Rewrite all the entries below as a numbered list, dropping any blank lines and leaving the pictures out.

· · ·

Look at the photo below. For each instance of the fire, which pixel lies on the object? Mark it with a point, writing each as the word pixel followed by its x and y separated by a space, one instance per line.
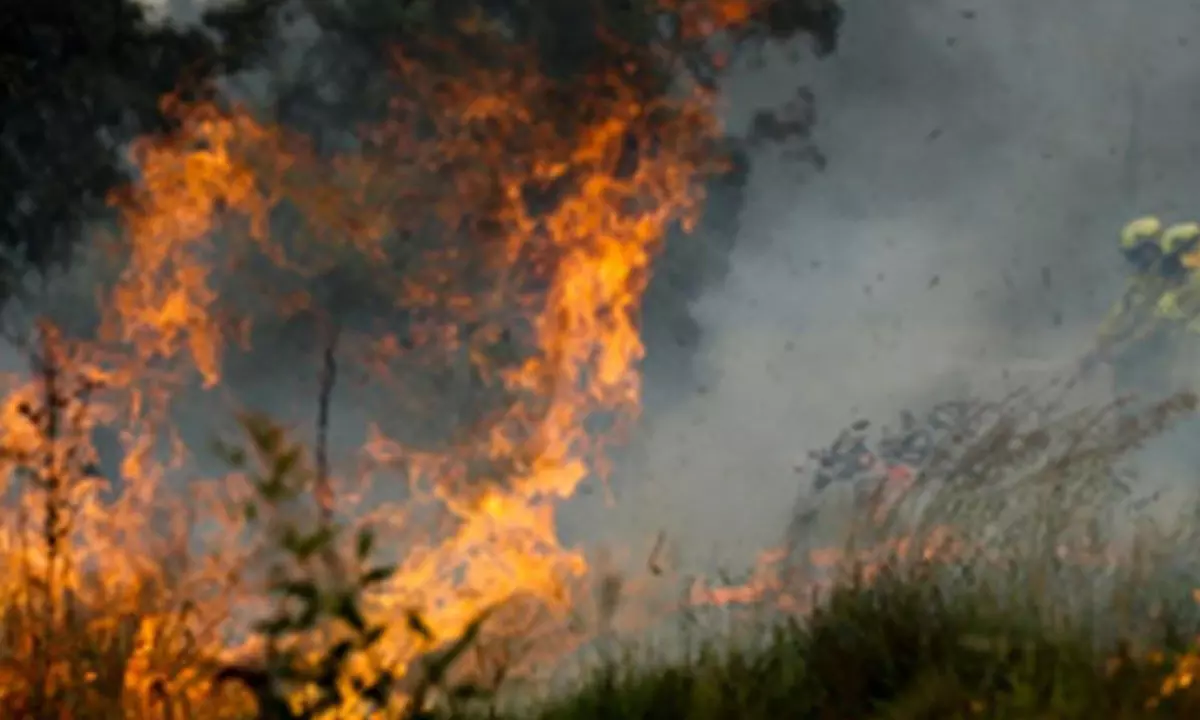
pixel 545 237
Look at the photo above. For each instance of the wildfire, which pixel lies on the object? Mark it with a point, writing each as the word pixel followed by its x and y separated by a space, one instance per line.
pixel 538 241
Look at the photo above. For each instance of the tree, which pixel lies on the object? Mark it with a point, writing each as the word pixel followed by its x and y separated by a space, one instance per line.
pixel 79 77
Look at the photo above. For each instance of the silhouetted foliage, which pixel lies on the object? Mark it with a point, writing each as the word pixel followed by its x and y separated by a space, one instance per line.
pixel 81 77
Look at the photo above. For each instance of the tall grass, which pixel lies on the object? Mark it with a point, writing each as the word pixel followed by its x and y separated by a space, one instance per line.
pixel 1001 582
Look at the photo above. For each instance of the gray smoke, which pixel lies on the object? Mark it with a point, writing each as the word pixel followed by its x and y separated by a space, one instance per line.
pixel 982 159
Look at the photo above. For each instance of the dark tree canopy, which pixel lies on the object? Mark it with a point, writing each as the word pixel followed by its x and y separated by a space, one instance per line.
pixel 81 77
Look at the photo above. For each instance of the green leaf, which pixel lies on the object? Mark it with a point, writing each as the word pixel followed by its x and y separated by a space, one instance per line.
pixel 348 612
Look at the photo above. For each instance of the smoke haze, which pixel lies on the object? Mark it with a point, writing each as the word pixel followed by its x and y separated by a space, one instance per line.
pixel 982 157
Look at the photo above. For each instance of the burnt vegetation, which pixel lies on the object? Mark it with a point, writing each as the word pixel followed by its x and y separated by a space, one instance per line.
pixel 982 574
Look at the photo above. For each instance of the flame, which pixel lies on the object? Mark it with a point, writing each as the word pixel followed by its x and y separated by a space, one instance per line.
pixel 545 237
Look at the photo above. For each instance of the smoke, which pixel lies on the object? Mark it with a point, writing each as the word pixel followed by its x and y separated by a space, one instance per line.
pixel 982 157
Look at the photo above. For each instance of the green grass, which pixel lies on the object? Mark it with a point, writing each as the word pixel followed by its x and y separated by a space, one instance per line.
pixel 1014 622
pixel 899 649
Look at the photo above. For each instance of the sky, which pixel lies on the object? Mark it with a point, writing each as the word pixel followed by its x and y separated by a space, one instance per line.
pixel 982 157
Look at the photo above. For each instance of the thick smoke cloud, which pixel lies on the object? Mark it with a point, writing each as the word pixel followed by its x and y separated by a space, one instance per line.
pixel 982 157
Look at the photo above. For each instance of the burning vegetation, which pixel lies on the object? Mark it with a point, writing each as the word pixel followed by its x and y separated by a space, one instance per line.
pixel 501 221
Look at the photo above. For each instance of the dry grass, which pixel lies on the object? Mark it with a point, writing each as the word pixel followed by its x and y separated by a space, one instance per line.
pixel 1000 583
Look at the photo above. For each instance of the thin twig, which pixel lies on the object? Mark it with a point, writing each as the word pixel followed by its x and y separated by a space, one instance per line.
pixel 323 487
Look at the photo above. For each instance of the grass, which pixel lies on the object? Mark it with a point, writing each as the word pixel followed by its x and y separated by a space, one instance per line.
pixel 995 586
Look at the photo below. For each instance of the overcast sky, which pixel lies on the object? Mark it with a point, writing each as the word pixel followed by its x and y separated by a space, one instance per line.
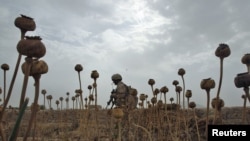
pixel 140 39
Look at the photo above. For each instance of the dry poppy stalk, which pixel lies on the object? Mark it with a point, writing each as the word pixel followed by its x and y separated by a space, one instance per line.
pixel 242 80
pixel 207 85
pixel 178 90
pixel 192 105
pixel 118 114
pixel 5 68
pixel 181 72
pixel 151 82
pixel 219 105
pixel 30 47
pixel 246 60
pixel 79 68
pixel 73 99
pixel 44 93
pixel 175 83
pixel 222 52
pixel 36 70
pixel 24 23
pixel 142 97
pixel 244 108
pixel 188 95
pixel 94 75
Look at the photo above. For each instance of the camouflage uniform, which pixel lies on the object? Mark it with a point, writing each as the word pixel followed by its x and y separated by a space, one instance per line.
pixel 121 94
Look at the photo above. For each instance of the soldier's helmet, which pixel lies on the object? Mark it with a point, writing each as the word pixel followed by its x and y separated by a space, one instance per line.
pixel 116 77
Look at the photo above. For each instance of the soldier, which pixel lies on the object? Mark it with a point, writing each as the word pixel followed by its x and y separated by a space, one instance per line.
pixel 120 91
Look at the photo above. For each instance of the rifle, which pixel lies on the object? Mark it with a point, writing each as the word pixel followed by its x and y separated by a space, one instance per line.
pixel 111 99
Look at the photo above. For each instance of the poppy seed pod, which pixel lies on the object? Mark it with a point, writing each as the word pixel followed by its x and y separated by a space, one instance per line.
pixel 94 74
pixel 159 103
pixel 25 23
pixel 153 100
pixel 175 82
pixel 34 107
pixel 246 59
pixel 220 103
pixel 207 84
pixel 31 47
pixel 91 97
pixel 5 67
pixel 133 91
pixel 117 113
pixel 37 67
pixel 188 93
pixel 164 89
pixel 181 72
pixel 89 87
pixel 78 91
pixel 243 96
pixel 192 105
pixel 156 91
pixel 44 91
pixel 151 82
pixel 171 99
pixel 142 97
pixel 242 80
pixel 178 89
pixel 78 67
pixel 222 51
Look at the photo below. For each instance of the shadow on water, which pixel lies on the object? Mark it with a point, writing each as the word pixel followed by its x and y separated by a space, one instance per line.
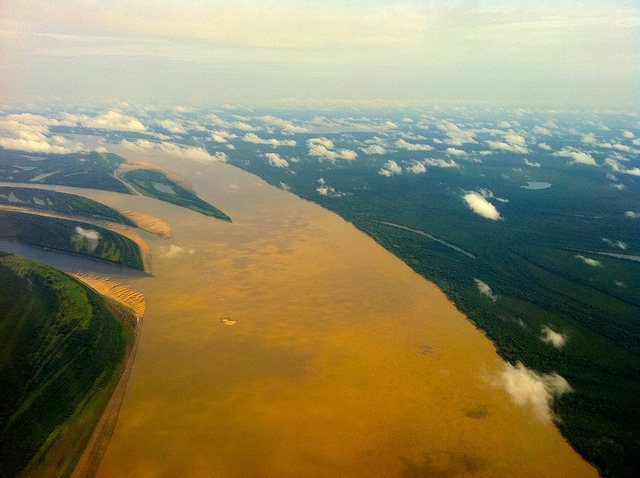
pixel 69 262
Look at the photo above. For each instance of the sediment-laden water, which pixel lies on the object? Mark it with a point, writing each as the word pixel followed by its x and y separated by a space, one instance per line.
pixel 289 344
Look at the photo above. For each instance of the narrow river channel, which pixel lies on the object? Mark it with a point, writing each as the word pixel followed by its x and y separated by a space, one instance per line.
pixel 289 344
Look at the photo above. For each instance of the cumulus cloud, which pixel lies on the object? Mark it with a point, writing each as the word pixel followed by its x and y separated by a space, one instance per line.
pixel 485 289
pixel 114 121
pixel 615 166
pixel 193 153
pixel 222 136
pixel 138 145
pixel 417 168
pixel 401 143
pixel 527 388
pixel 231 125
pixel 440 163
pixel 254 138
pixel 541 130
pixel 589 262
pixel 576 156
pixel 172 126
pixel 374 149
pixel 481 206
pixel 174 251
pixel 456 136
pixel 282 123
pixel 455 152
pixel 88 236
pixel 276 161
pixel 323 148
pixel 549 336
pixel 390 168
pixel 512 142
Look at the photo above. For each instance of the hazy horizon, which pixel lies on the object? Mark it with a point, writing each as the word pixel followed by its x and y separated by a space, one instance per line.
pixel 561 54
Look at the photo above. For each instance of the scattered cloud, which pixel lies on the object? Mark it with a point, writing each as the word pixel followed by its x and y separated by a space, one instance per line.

· · ·

ANSWER TO THE EXERCISE >>
1. Look at the photo below. For each instance of the fire, which pixel lies on the object? Mark it with a point, writing each as the word pixel followed by its x and y separated by a space, one instance per line.
2. pixel 545 237
3. Look at the photo above. For each instance of the wildfire, which pixel lies on the object? Mark it with a point, writing each as the word pixel followed by its x and y separated by a space, one instance per line.
4. pixel 538 241
5. Look at the photo above. For each instance of the tree, which pixel lies on the object? Mark it with a point, writing each as the word pixel followed by its x and y separated by a space, one instance per line.
6. pixel 79 77
7. Look at the photo above. For each instance of the silhouetted foliage, which pixel lies on the object? Mark it with a point, writing each as the word pixel followed by its x and y separated by a space, one instance per line.
8. pixel 81 77
9. Look at the photo above. For each instance of the tall grass, which pixel lies on the object? Mark it with a point, writing each as the word pixel followed by its x and y separated by a space, one instance per line.
10. pixel 1001 582
11. Look at the photo above. For each instance of the gray smoke, which pixel lies on the object? Mark it with a point, writing each as the word pixel followed by its x and y separated by a space, one instance per line.
12. pixel 982 159
13. Look at the photo above. For each instance of the dark tree canopy, which pixel lies on the object? Mark it with a point, writing each as the word pixel followed by its x and y separated by a space, one instance per line.
14. pixel 81 77
15. Look at the photo above. For each instance of the green leaf, which pixel lies on the object? Mark it with a point, writing each as the word pixel followed by its x and y separated by a space, one instance per line.
16. pixel 348 612
17. Look at the photo above. For each instance of the smoke haze, which pixel lies on the object? Mark it with a point, writing each as the word pixel followed by its x and y separated by a space, one instance per line.
18. pixel 982 157
19. Look at the photo above. For each instance of the burnt vegetation, which pixel lies on the object? Mark it with a point, writing each as the word pixel followed by its x and y separated by a space, one instance per line.
20. pixel 982 574
21. Look at the photo above. For each instance of the flame, which pixel lies on the object? Mark it with a point, writing each as the word pixel followed by its x and y separated by a space, one instance per line.
22. pixel 545 237
23. Look at the photo above. For each instance of the smoke, which pixel lies on the object? Mark it with a point, writing each as the word pixel followed by its x and y separated by a space, one instance per line.
24. pixel 982 157
25. Look at the photo above. For each instance of the green grass, which pixel lies on the object? Mark it with a point, writing each as the word pixel followed by its x and y separated by a space, one instance per line.
26. pixel 1014 622
27. pixel 899 649
28. Look at the photo above. For each instance of the sky, which pixel lies on the object? Mark it with a point, writing each as the word pixel followed by its x and y separated by a space, one instance per line.
29. pixel 982 157
30. Look at the photo above. For each instance of the thick smoke cloud, which pixel lies on the object? Mark it with a point, writing each as the word pixel followed by its x and y separated by a space, one instance per line.
31. pixel 982 157
32. Look at the photo above. For each instance of the burning vegetation, which pixel lies on the object? Mark it with a point, writing each as the word pixel followed by its x and y separated by a space, one instance per line.
33. pixel 501 221
34. Look at the photo above. For each instance of the dry grass, which pixel lies on the object? Mark it with a point, writing each as the word pixel followed by its x and y separated by a space, one instance per line.
35. pixel 1000 583
36. Look at the photo above. For each instance of the thin twig, which pixel lies on the object? Mark it with a point, writing each as the word pixel followed by its x and y separated by a space, one instance per line.
37. pixel 323 487
38. Look at the photo above. For each instance of the grass, which pixel lies on the object? Mark it with a point, writing each as the word pixel followed by its x and y separated by a space, one instance per line.
39. pixel 995 586
40. Look at the photo below. For each instance of the overcast sky, which pixel lies on the object? Mark it with a point, writing each as the word pixel followed by its x and y separated by a space, one instance per line.
41. pixel 140 39
42. Look at the photo above. For each instance of the dry poppy stalk, which pixel lies on the object? Mark it with a point, writing each as the word pixel followed by its x and y separated by a space, one instance per line.
43. pixel 242 80
44. pixel 207 85
45. pixel 178 90
46. pixel 192 105
47. pixel 118 114
48. pixel 5 68
49. pixel 181 72
50. pixel 151 82
51. pixel 219 105
52. pixel 30 47
53. pixel 246 60
54. pixel 79 68
55. pixel 73 99
56. pixel 44 93
57. pixel 175 83
58. pixel 222 52
59. pixel 36 70
60. pixel 24 23
61. pixel 142 97
62. pixel 244 108
63. pixel 188 95
64. pixel 94 75
65. Look at the photo above. For each instance of the camouflage uniform, which pixel lies on the object? Mark it with a point, writing each as the word pixel followed by its x and y separated by a space, one instance per line.
66. pixel 121 94
67. Look at the photo above. For each instance of the soldier's helmet, which pixel lies on the object? Mark it with a point, writing each as the word pixel followed by its x and y separated by a space, one instance per line.
68. pixel 116 77
69. Look at the photo above. For each instance of the soldier, which pixel lies on the object? Mark it with a point, writing each as the word pixel followed by its x and y separated by a space, one instance per line.
70. pixel 120 91
71. Look at the photo above. For each instance of the rifle, which pixel lies on the object? Mark it with a point, writing each as the word pixel followed by its x and y separated by a space, one instance per line.
72. pixel 111 99
73. Look at the photo above. For each instance of the poppy seed pod, which pixel lies on the object? Mark it with a point, writing each as the word pixel followed by its x and y separated by a space, one instance per line.
74. pixel 94 74
75. pixel 159 103
76. pixel 25 23
77. pixel 153 100
78. pixel 175 82
79. pixel 34 107
80. pixel 246 59
81. pixel 220 103
82. pixel 207 84
83. pixel 31 47
84. pixel 91 97
85. pixel 5 67
86. pixel 133 91
87. pixel 117 113
88. pixel 37 67
89. pixel 188 93
90. pixel 164 89
91. pixel 181 72
92. pixel 89 87
93. pixel 78 91
94. pixel 243 96
95. pixel 192 105
96. pixel 156 91
97. pixel 44 91
98. pixel 151 82
99. pixel 171 99
100. pixel 142 97
101. pixel 242 80
102. pixel 178 89
103. pixel 78 67
104. pixel 222 51
105. Look at the photo below. For each instance of the shadow on water, which pixel lies on the object? Mark it with a point, writing each as the word pixel followed by its x and y separated by a space, one instance per line.
106. pixel 69 262
107. Look at the photo above. For each instance of the sediment-laden water, which pixel lies on the object? Mark it with a point, writing each as the word pixel followed by its x and y separated by a space, one instance per line.
108. pixel 289 344
109. Look at the photo above. For each instance of the narrow river channel, which pixel lies on the object? Mark it with a point, writing each as the word pixel followed by its x and y separated by a space, one instance per line.
110. pixel 289 344
111. Look at the photo above. For each instance of the cumulus cloud, which pixel lies on the object? Mark it with a point, writing each as the word pixel followed by its x and y separated by a space, one instance per line.
112. pixel 485 289
113. pixel 114 121
114. pixel 615 166
115. pixel 193 153
116. pixel 222 136
117. pixel 138 145
118. pixel 417 168
119. pixel 401 143
120. pixel 527 388
121. pixel 231 125
122. pixel 440 163
123. pixel 254 138
124. pixel 541 130
125. pixel 589 262
126. pixel 576 156
127. pixel 172 126
128. pixel 374 149
129. pixel 481 206
130. pixel 174 251
131. pixel 456 136
132. pixel 282 123
133. pixel 455 152
134. pixel 88 236
135. pixel 276 161
136. pixel 323 148
137. pixel 549 336
138. pixel 390 168
139. pixel 512 142
140. Look at the photo above. For each instance of the hazy horizon, which pixel lies on the object? Mark it with a point, writing each as the word pixel followed by its x and y separated by a space, one instance per line.
141. pixel 561 54
142. Look at the photo above. For each instance of the scattered cloud, which pixel lies on the object? Mark it with a point, writing each as the word pixel followed by its x and y separated by a space, one instance per line.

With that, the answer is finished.